== AUFGABE 1 ==
Vor den Tour-Siegen welcher Jahre soll Armstrong laut dem Bericht über Hamiltons Dopingvorwürfe Epo verwendet haben?
== AUFGABE 2 ==
Führe den Bericht über Hamiltons Dopingvorwürfe gegen Armstrong im Anschluss an seinen letzten Satz weiter.

== VORLIEGENDER TEXT ==

★ ★ ★ ★

Radsport Hamilton wirft Armstrong Doping vor

Neue Anschuldigungen gegen Lance Armstrong: Sein ehemaliger Teamkollege Tyler Hamilton beschuldigt ihn, bei drei Tour-Siegen gedopt zu haben. Er habe gesehen, wie Armstrong sich Epo gespritzt habe, so Hamilton zu einem US-Sender.
Ex-Radprofi Hamilton (l) über Armstrong (r.) (2003): "Ich sah, wie er sich Epo spritzte"

Ex-Radprofi Hamilton (l) über Armstrong (r.) (2003): "Ich sah, wie er sich Epo spritzte"

Foto: VINCENT KESSLER/ REUTERS

Hamburg - Es sind schwere Vorwürfe, die der frühere Radprofi Tyler Hamilton gegen Lance Armstrong erhebt. Laut Hamilton habe Armstrong vor seinen Siegen bei der Tour de France 1999, 2000 und 2001 das Blutdopingmittel Epo verwendet. Das sagte der 40-Jährige im renommierten Nachrichtenmagazin "60 Minutes" des US-Senders CBS. "Ich sah Epo in seinem Kühlschrank", so Hamilton. "Ich sah mehr als einmal, wie er es sich gespritzt hat, wie wir alle es gemacht haben, wie ich es viele, viele Male getan habe."

"Er hat das genommen, was der Großteil des Feldes genommen hat. Epo, Testosteron, Bluttransfusionen", fuhr Hamilton fort, der von 1998 bis 2001 Teamkollege Armstrongs war. Der siebenmalige Tour-de-France-Gewinner antwortete über Twitter : "Eine mehr als 20-jährige Karriere, 500 Doping-Tests weltweit, vor, nach und während der Rennen. Kein einziger positiver Test."

Armstrongs Anwalt Mark Fabiani widersprach den Vorwürfen ebenfalls vehement. "Er hat seine Geschichte, die er bislang immer erzählt hat, komplett verändert", sagte der Anwalt. Hamilton wolle mit seinen Anschuldigungen nur seine Chancen verbessern, einen Verleger für ein mögliches Buch zu finden, so Fabiani. "Aber Gier nach Geld und Aufmerksamkeit kann die Fakten nicht ändern."

Hamilton war 2009 als Doping-Wiederholungstäter acht Jahre gesperrt worden. Daraufhin hatte der Zeitfahr-Olympiasieger von 2004 seine Karriere beendet. Nach den Olympischen Spielen war Hamilton des Dopings mit Fremdblut überführt worden. Er hatte seine Goldmedaille aber behalten dürfen, weil die B-Probe wegen falscher Lagerung nicht mehr geöffnet werden konnte. Nach dem Ablauf seiner ersten Sperre 2007 soll Hamilton auch Kunde des mutmaßlichen Dopingarztes Eufemiano Fuentes gewesen sein.

★ ★ ★ ★

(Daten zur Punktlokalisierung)
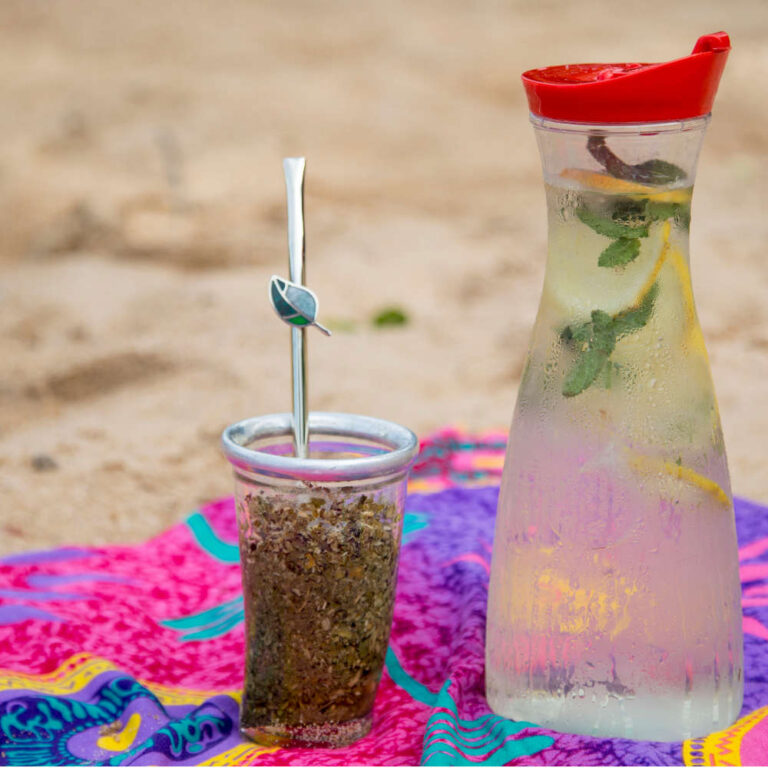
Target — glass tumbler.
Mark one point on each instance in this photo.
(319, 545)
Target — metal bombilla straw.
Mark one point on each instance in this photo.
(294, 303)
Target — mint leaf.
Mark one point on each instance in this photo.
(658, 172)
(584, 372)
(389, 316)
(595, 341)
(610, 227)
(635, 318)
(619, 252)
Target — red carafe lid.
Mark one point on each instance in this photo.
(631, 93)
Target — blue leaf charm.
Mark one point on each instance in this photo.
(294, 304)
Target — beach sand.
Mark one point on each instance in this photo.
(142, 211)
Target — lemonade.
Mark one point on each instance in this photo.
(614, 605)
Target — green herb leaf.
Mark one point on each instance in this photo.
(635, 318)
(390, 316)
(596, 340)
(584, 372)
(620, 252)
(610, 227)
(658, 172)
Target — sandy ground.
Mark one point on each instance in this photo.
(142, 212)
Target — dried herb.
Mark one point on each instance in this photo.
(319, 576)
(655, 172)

★ ★ ★ ★

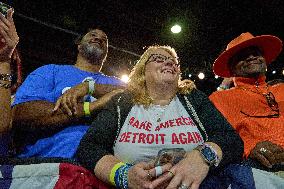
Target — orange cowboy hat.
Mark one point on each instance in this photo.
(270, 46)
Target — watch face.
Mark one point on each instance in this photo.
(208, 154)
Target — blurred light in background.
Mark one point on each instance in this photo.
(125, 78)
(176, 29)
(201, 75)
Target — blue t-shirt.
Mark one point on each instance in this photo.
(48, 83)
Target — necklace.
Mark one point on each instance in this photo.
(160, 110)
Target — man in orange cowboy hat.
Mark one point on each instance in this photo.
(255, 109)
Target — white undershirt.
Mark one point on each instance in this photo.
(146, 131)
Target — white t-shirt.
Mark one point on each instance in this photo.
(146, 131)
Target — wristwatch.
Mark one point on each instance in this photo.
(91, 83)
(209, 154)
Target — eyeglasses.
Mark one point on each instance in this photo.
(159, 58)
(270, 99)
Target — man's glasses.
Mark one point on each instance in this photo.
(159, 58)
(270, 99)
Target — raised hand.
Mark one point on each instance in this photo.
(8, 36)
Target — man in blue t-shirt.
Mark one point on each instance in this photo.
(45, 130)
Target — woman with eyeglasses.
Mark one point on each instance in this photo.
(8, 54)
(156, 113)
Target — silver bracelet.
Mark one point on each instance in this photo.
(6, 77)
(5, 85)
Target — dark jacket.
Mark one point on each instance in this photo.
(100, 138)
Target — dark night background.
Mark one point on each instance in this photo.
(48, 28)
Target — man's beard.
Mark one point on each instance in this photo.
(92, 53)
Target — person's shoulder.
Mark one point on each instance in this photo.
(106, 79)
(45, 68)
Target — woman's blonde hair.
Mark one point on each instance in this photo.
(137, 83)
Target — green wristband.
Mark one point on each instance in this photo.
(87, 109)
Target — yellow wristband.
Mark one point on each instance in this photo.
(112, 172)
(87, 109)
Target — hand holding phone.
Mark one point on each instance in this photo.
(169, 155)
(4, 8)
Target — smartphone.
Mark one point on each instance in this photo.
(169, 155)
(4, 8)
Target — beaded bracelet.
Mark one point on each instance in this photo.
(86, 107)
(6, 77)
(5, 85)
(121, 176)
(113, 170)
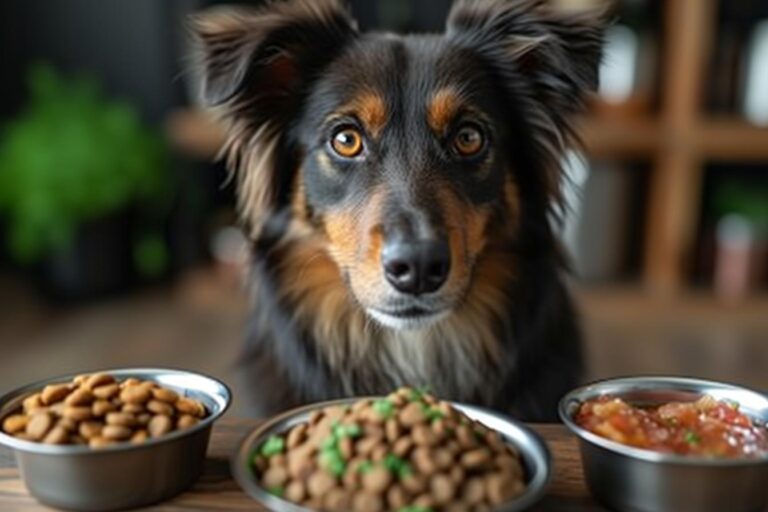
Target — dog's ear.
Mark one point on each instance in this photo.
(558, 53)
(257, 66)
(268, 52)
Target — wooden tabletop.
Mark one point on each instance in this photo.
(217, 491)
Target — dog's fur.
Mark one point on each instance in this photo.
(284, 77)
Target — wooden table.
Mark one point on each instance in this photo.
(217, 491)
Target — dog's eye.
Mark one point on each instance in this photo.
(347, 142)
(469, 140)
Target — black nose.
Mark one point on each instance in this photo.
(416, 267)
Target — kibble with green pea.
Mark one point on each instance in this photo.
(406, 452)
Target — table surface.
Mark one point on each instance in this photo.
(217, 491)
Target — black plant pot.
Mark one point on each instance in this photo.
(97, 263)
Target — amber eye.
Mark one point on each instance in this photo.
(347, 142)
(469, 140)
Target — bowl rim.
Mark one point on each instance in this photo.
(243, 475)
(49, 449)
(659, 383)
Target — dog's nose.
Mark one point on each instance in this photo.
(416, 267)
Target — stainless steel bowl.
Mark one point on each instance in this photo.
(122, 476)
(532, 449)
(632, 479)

★ ★ ★ ★

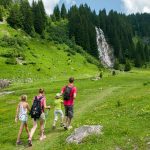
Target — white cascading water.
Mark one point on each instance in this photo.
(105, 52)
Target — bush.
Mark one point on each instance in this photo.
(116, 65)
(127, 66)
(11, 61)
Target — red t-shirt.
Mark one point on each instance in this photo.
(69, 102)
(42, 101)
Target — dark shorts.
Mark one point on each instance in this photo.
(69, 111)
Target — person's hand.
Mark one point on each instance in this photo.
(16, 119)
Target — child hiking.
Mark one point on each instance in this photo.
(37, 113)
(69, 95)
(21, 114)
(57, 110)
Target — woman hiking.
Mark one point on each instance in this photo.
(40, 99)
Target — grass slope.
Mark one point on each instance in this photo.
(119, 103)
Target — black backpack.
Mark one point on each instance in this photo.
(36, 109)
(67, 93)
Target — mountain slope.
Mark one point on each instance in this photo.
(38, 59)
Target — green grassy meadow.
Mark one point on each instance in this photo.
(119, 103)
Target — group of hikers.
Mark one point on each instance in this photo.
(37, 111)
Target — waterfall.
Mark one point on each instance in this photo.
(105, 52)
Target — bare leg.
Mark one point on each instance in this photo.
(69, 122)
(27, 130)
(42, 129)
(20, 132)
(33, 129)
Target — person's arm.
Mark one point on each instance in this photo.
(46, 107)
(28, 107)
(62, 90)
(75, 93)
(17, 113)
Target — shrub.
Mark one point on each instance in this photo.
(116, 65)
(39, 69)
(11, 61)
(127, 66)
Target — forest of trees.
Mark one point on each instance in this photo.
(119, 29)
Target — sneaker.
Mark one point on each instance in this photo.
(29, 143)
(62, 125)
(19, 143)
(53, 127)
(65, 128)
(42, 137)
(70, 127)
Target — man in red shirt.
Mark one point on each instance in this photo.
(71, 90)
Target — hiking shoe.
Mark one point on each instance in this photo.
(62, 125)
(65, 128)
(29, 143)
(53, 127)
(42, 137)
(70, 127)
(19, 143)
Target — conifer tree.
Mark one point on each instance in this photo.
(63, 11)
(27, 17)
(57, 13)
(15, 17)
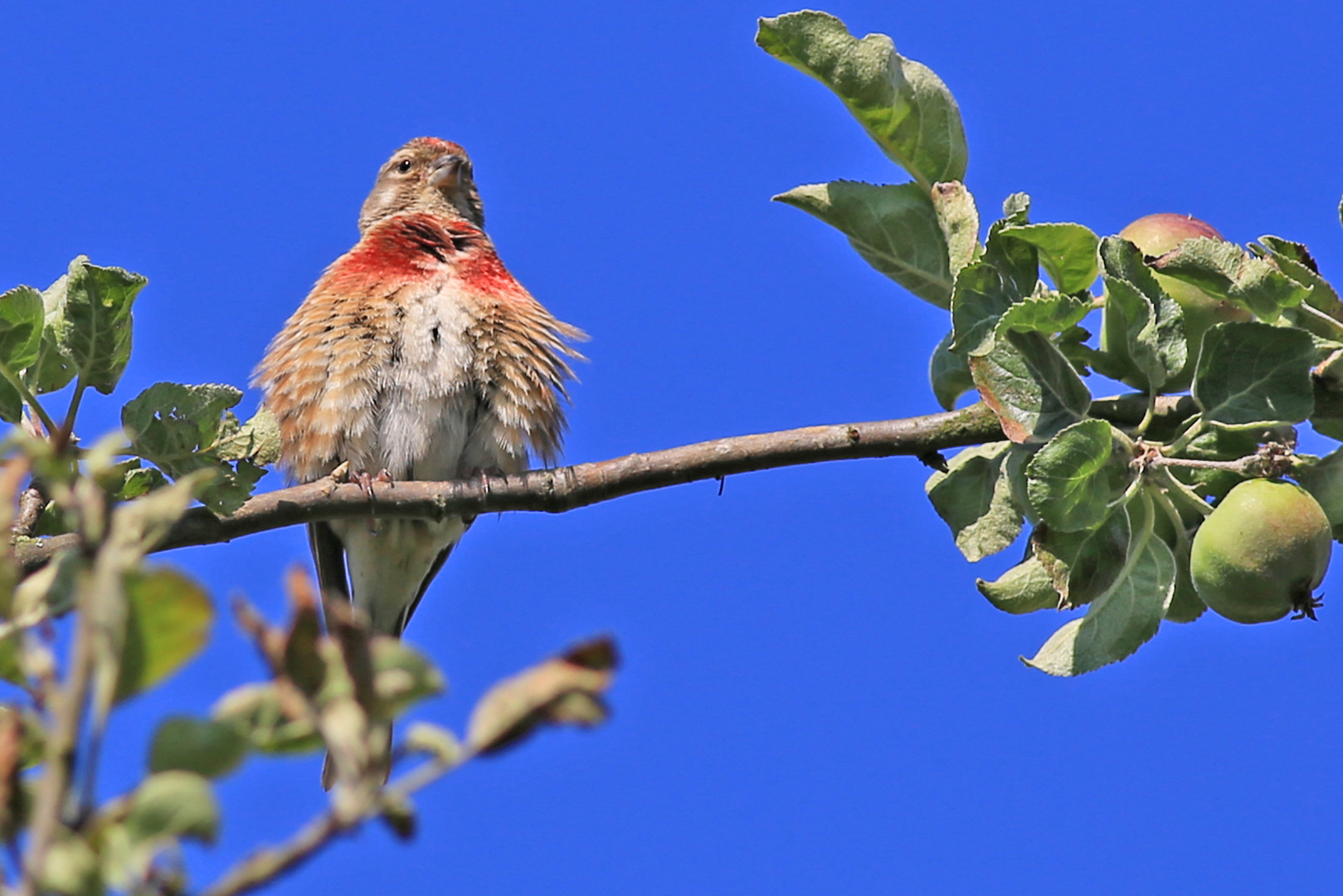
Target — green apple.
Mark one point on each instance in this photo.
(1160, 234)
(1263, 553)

★ ★ ★ ★

== ANTWORT 1 ==
Vor seinen Siegen bei der Tour de France 1999, 2000 und 2001.

== ANTWORT 2 ==
Hamilton bestätigt Landis-Anschuldigungen

Thomas Bach, Vizepräsident des Internationalen Olympischen Komitees (IOC), sagte, dass Hamiltons Aussagen geprüft würden. Das IOC hat die Möglichkeit, Medaillen nachträglich abzuerkennen, wenn ein Athlet überführt wird oder selbst zugibt, gedopt zu haben. Der Radsport-Weltverband UCI äußerte sich nicht. Dies könnten nur Hamilton und Armstrong, so ein Sprecher.

Lange hatte Hamilton den Gebrauch von Dopingmitteln bestritten, erst jetzt räumte er öffentlich ein, gelogen zu haben. Von der Grand Jury in Los Angeles soll er im Fall Armstrong bereits sechs Stunden lang als Zeuge verhört worden sein.

Vor einem Jahr hatte Floyd Landis die staatlichen Ermittlungen in Gang gebracht. Auch er war früher Teamkollege Armstrongs gewesen und wurde des Dopings überführt. Nachdem er aufgeflogen war, beschuldigte Landis unter anderem Armstrong, gedopt zu haben. Bei der Tour de Suisse 2001 soll Armstrong positiv getestet worden sein, hatte Landis behauptet. Der heute 35-Jährige sagte, dass Armstrong ihm erzählt habe, dass dieser eine finanzielle Regelung mit dem damaligen UCI-Präsidenten, Hein Verbruggen, getroffen habe, so dass der positive Test ignoriert werden würde. 2005 hatte Armstrong eine 100.000-Dollar-Zahlung an die UCI getätigt, die drei Jahre zuvor vereinbart worden war. Davon war eine Maschine zur Analyse von Blutproben angeschafft worden. Armstrong und Verbruggen haben die Anschuldigungen stets bestritten.

Auf eine Klage gegen Landis hatte der mittlerweile 39 Jahre alte Armstrong Anfang Mai allerdings verzichtet. Landis' Vorwürfe soll Hamilton in der CBS-Sendung, die am Sonntag (Ortszeit) ausgestrahlt wird, wohl bestätigen. "Die Zahl der Leute, die die Wahrheit sagen, hat sich verdoppelt. Ich denke, Hamilton fühlt sich befreit", sagte Landis ESPN.com.

Bereits im Januar dieses Jahres hatte "Sports Illustrated" berichtet, dass Armstrong in den späten 90er Jahren das Epo-ähnliche Medikament Hemassist genommen habe. Dabei hatte sich das Sportmagazin auf Quellen rund um die staatlichen Ermittlungen berufen.